The house elevation model simulates a coastal house over a 70-year horizon. Each year, storm surge can flood the house; elevating the house reduces flood damage but costs money upfront.

Model definitions (click to expand) 
# === Configuration ===

Base.@kwdef struct HouseConfig{T<:AbstractFloat} <: AbstractConfig
    horizon::Int = 70
    house_height::T = 4.0
    house_area_ft2::T = 1500.0
    house_value::T = 200_000.0
end

# === Scenario ===

@scenariodef HouseScenario begin
    @timeseries water_levels
    @continuous dd_threshold
    @continuous dd_saturation
    @continuous discount_rate
end

function sample_scenario(rng::AbstractRNG, horizon::Int)
    # Draw GEV parameters from prior distributions
    μ = rand(rng, Normal(2.8, 0.3))
    σ = rand(rng, truncated(Normal(1.0, 0.15); lower=0.3))
    ξ = rand(rng, truncated(Normal(0.15, 0.05); lower=-0.2, upper=0.5))

    # Generate water level time series from GEV
    surge_dist = GeneralizedExtremeValue(μ, σ, ξ)
    water_levels = [rand(rng, surge_dist) for _ in 1:horizon]

    HouseScenario(;
        water_levels=water_levels,
        dd_threshold=rand(rng, Normal(0.0, 0.25)),
        dd_saturation=rand(rng, Normal(8.0, 0.5)),
        discount_rate=rand(rng, truncated(Normal(0.03, 0.015); lower=0.01, upper=0.07)),
    )
end

# === State and Action ===

struct HouseState{T<:AbstractFloat} <: AbstractState
    elevation_ft::T
end

struct ElevationAction{T<:AbstractFloat} <: AbstractAction
    elevation_ft::T
end

# === Outcome ===

@outcomedef HouseOutcome begin
    @continuous construction_cost
    @continuous npv_damages
end

# === Physics ===

function depth_damage(depth::T, threshold::T, saturation::T) where {T<:AbstractFloat}
    depth <= threshold && return zero(T)
    depth >= saturation && return one(T)
    midpoint = (threshold + saturation) / 2
    steepness = T(6) / (saturation - threshold)
    return one(T) / (one(T) + exp(-steepness * (depth - midpoint)))
end

function elevation_cost(Δh::Real, area_ft2::Real, house_value::Real)
    Δh <= 0 && return 0.0
    base_cost = 20_745.0
    thresholds = [0.0, 5.0, 8.5, 12.0, 14.0]
    rates = [80.36, 82.5, 86.25, 103.75, 113.75]
    rate = rates[1]
    for i in 1:(length(thresholds) - 1)
        if Δh <= thresholds[i + 1]
            t = (Δh - thresholds[i]) / (thresholds[i + 1] - thresholds[i])
            rate = rates[i] + t * (rates[i + 1] - rates[i])
            break
        end
        rate = rates[i + 1]
    end
    return (base_cost + area_ft2 * rate) / house_value
end
elevation_cost(Δh::Real) = elevation_cost(Δh, 1500.0, 200_000.0)

3.3 Policies

We define two policy types.

Static policy: elevate the house once, at the start, to a fixed height.

_Work to do_
1 – Condense the paragraph of the house elevation page that begins "The house elevation model simulates" into a short bulleted list that keeps its main facts.
2 – Gather every line of the listing that contains the string "ground".
The house elevation page and the listing are unrelated material.

_Dataset records_
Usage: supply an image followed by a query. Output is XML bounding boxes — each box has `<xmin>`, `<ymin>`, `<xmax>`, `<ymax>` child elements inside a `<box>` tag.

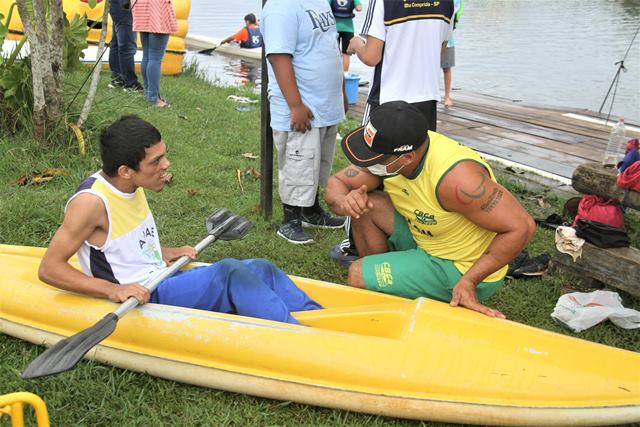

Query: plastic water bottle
<box><xmin>602</xmin><ymin>117</ymin><xmax>627</xmax><ymax>167</ymax></box>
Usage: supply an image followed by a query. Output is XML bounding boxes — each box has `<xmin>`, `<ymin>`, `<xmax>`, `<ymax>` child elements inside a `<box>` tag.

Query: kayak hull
<box><xmin>0</xmin><ymin>245</ymin><xmax>640</xmax><ymax>426</ymax></box>
<box><xmin>185</xmin><ymin>34</ymin><xmax>262</xmax><ymax>61</ymax></box>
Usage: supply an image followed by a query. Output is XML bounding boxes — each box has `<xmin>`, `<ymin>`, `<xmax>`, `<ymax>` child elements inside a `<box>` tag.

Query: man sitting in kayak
<box><xmin>38</xmin><ymin>116</ymin><xmax>320</xmax><ymax>324</ymax></box>
<box><xmin>220</xmin><ymin>13</ymin><xmax>262</xmax><ymax>49</ymax></box>
<box><xmin>325</xmin><ymin>101</ymin><xmax>536</xmax><ymax>318</ymax></box>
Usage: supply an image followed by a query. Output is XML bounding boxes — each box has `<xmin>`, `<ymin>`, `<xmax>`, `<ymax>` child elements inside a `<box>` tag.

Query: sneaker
<box><xmin>329</xmin><ymin>242</ymin><xmax>359</xmax><ymax>267</ymax></box>
<box><xmin>276</xmin><ymin>219</ymin><xmax>313</xmax><ymax>245</ymax></box>
<box><xmin>107</xmin><ymin>79</ymin><xmax>124</xmax><ymax>89</ymax></box>
<box><xmin>513</xmin><ymin>254</ymin><xmax>551</xmax><ymax>278</ymax></box>
<box><xmin>122</xmin><ymin>80</ymin><xmax>144</xmax><ymax>92</ymax></box>
<box><xmin>301</xmin><ymin>211</ymin><xmax>345</xmax><ymax>228</ymax></box>
<box><xmin>507</xmin><ymin>249</ymin><xmax>529</xmax><ymax>277</ymax></box>
<box><xmin>536</xmin><ymin>214</ymin><xmax>564</xmax><ymax>230</ymax></box>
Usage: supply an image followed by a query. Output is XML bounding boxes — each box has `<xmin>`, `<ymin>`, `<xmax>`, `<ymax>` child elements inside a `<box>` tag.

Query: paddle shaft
<box><xmin>113</xmin><ymin>234</ymin><xmax>216</xmax><ymax>318</ymax></box>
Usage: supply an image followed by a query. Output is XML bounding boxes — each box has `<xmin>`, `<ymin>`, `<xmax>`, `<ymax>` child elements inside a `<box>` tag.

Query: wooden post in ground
<box><xmin>260</xmin><ymin>0</ymin><xmax>273</xmax><ymax>219</ymax></box>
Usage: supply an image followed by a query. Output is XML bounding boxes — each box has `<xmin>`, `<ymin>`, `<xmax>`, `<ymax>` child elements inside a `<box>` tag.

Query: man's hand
<box><xmin>109</xmin><ymin>283</ymin><xmax>151</xmax><ymax>304</ymax></box>
<box><xmin>291</xmin><ymin>103</ymin><xmax>313</xmax><ymax>133</ymax></box>
<box><xmin>339</xmin><ymin>185</ymin><xmax>373</xmax><ymax>219</ymax></box>
<box><xmin>162</xmin><ymin>246</ymin><xmax>198</xmax><ymax>264</ymax></box>
<box><xmin>450</xmin><ymin>277</ymin><xmax>507</xmax><ymax>319</ymax></box>
<box><xmin>347</xmin><ymin>37</ymin><xmax>365</xmax><ymax>55</ymax></box>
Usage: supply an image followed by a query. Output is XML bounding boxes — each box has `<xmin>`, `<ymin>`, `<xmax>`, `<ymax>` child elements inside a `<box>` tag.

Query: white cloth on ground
<box><xmin>556</xmin><ymin>226</ymin><xmax>584</xmax><ymax>262</ymax></box>
<box><xmin>551</xmin><ymin>291</ymin><xmax>640</xmax><ymax>332</ymax></box>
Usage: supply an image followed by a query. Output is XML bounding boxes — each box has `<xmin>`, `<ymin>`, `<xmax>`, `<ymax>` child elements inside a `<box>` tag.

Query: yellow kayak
<box><xmin>0</xmin><ymin>0</ymin><xmax>191</xmax><ymax>75</ymax></box>
<box><xmin>0</xmin><ymin>245</ymin><xmax>640</xmax><ymax>426</ymax></box>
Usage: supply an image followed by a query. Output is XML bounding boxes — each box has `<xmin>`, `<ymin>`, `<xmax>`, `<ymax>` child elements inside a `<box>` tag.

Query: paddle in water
<box><xmin>197</xmin><ymin>45</ymin><xmax>220</xmax><ymax>55</ymax></box>
<box><xmin>22</xmin><ymin>208</ymin><xmax>253</xmax><ymax>379</ymax></box>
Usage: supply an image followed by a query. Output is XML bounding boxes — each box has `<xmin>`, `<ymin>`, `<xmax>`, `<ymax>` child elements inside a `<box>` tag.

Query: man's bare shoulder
<box><xmin>65</xmin><ymin>192</ymin><xmax>107</xmax><ymax>226</ymax></box>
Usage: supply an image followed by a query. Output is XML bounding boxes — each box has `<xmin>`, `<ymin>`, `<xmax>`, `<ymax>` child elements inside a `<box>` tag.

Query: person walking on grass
<box><xmin>38</xmin><ymin>116</ymin><xmax>320</xmax><ymax>324</ymax></box>
<box><xmin>108</xmin><ymin>0</ymin><xmax>144</xmax><ymax>92</ymax></box>
<box><xmin>220</xmin><ymin>13</ymin><xmax>263</xmax><ymax>49</ymax></box>
<box><xmin>132</xmin><ymin>0</ymin><xmax>178</xmax><ymax>108</ymax></box>
<box><xmin>328</xmin><ymin>0</ymin><xmax>362</xmax><ymax>73</ymax></box>
<box><xmin>262</xmin><ymin>0</ymin><xmax>347</xmax><ymax>244</ymax></box>
<box><xmin>326</xmin><ymin>101</ymin><xmax>536</xmax><ymax>318</ymax></box>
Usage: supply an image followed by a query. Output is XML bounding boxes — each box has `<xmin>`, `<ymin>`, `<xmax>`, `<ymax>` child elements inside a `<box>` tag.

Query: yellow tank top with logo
<box><xmin>384</xmin><ymin>132</ymin><xmax>507</xmax><ymax>282</ymax></box>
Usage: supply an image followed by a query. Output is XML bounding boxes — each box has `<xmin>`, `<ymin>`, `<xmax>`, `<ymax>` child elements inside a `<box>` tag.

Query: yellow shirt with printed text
<box><xmin>384</xmin><ymin>131</ymin><xmax>508</xmax><ymax>282</ymax></box>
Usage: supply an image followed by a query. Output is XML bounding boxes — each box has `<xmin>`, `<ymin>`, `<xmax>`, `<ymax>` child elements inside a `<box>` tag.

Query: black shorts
<box><xmin>338</xmin><ymin>31</ymin><xmax>353</xmax><ymax>54</ymax></box>
<box><xmin>363</xmin><ymin>100</ymin><xmax>438</xmax><ymax>132</ymax></box>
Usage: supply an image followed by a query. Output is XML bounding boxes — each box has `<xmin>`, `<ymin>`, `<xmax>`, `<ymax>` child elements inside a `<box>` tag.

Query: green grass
<box><xmin>0</xmin><ymin>71</ymin><xmax>640</xmax><ymax>426</ymax></box>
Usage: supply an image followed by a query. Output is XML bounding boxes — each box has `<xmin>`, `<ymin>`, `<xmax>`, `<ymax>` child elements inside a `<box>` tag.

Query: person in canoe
<box><xmin>325</xmin><ymin>101</ymin><xmax>536</xmax><ymax>318</ymax></box>
<box><xmin>220</xmin><ymin>13</ymin><xmax>263</xmax><ymax>49</ymax></box>
<box><xmin>38</xmin><ymin>115</ymin><xmax>320</xmax><ymax>324</ymax></box>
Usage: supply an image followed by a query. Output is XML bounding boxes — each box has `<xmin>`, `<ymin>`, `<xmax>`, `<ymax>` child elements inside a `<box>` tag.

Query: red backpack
<box><xmin>573</xmin><ymin>195</ymin><xmax>624</xmax><ymax>230</ymax></box>
<box><xmin>616</xmin><ymin>160</ymin><xmax>640</xmax><ymax>191</ymax></box>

_Answers to the tasks_
1 –
- Simulates a coastal house over a 70-year horizon.
- Storm surge can flood the house each year.
- Elevating the house reduces flood damage but costs money upfront.

2 –
Query: wooden post in ground
Query: white cloth on ground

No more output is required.